[Extracted data entries]
========================================

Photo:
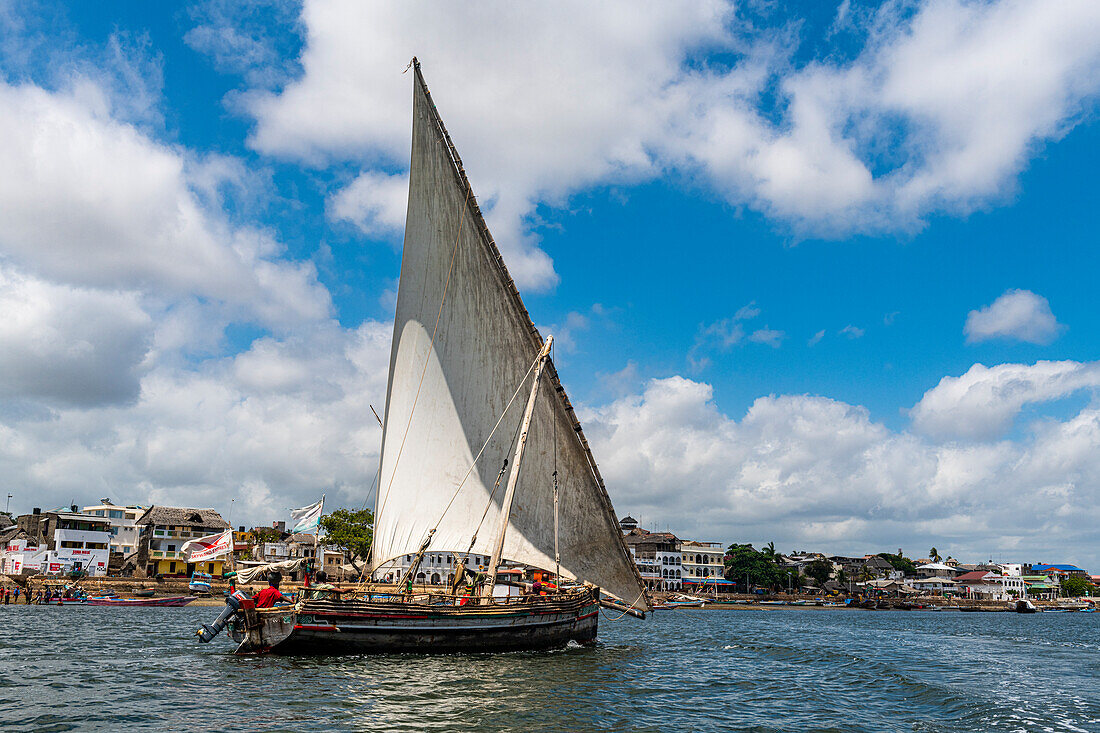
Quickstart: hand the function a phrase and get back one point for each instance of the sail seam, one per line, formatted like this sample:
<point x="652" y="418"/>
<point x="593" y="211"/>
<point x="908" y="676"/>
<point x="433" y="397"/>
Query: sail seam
<point x="532" y="330"/>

========================================

§ **TASK**
Restate the records above word for word, without the pictures.

§ **YOUR SOLUTION**
Photo:
Quickstart: hand the function a phrase and get back one point for each instance of the sail seam, one per line, formatted like this sample:
<point x="652" y="418"/>
<point x="593" y="211"/>
<point x="908" y="676"/>
<point x="433" y="397"/>
Query: sail seam
<point x="532" y="330"/>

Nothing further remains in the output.